EJERCICIO ESCRITO A
Responde estas preguntas sobre la columna acerca de la Secretaría de la Función Pública:
(i) ¿Qué día hizo su pedido la Comisión permanente del Congreso de la Unión?
(ii) ¿Quién es el titular de la SFP?
(iii) ¿Qué es el ISSSTE?
EJERCICIO ESCRITO B
Di cuántas líneas de las filas contienen la palabra "format". Las mayúsculas y minúsculas cuentan. Responde solo con el número.

Disfunción pública

Miguel Ángel Granados Chapa

Hace medio siglo, cuando el Senado de la República era una casa de reposo de políticos en retiro, Vicente Lombardo Toledano se preguntaba qué hacer con esa cámara: ¿La cerramos, la vendemos, la rifamos? Una interrogación semejante cabría hacer respecto de la Secretaría de la Función Pública (SFP), con el agravante de que cuando se pretendió poner fin a sus días, los legisladores rehusaron hacerlo. Y allí está, viendo pasar el tiempo. Sólo eso.

El miércoles pasado la Comisión permanente del Congreso de la Unión demandó de la PGR y de la SFP lo que ahora vemos como misión imposible en relación con las cuentas del ISSSTE, el órgano de pensiones y seguridad social del extenso personal burocrático federal. El Poder Legislativo pidió a esas dependencias del Ejecutivo que “instrumenten de inmediato las acciones necesarias a fin de salvaguardar los recursos públicos que fueron destinados a dicho organismo descentralizado y se lleven a cabo las investigaciones correspondientes para deslindar y sancionar las responsabilidades administrativas y penales a que haya lugar”.

Se ignora si la Sfp acusó recibo del pedido del Congreso, que generalmente son inocuos (llamadas a misa, se les considera, porque las atiende quien quiere) y si respondió, no sabemos en qué términos. Pero ayer, como de paso, el titular de esa secretaría, Salvador Vega Casillas, arrojó un balde de agua fría sobre las pretensiones de información de los legisladores. Dijo que no practica auditorías y análisis a pedido, y menos aun sobre la gestión de nadie en particular. Mañana sabremos si lo mismo respondió a la Permanente. El resultado neto es que Miguel Ángel Yunes y Jesús Villalobos, a quienes Elba Esther Gordillo tiene en la mira por presuntos malos manejos en esa institución, pueden ya respirar tranquilos si es que el resuello se les había alterado. Nadie indagará entre los pliegues de la administración y las finanzas del ISSSTE, y por lo tanto a nadie se fincarán responsabilidades.

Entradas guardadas
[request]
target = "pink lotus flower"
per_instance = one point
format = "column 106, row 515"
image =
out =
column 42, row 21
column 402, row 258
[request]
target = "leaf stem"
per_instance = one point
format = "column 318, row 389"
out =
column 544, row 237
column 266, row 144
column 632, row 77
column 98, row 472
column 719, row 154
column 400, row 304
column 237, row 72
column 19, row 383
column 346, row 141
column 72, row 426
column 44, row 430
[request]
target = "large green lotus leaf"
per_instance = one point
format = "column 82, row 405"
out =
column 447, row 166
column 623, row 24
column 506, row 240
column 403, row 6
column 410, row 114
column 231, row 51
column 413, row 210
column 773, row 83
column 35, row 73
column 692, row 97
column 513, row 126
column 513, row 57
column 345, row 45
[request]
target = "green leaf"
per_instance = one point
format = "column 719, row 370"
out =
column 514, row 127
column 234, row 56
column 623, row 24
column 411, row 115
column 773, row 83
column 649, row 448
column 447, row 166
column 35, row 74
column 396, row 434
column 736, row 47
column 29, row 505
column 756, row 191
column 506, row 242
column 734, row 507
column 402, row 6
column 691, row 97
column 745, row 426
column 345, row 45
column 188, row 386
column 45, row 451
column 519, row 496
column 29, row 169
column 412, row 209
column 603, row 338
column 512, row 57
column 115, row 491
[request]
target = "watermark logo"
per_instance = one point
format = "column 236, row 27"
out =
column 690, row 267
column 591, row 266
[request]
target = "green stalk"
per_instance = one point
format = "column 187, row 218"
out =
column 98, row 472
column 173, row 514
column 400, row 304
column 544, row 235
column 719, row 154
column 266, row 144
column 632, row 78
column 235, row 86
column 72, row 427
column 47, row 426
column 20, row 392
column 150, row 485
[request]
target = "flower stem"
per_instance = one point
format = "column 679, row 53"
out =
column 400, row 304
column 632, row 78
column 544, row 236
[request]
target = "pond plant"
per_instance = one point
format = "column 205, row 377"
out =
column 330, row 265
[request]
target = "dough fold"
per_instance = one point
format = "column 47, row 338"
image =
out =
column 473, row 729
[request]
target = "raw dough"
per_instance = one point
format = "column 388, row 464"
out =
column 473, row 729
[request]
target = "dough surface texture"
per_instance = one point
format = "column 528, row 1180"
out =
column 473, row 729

SOLUCIÓN COMPLETA A
(i) El miércoles pasado.
(ii) Salvador Vega Casillas.
(iii) El órgano de pensiones y seguridad social del extenso personal burocrático federal.

SOLUCIÓN COMPLETA B
11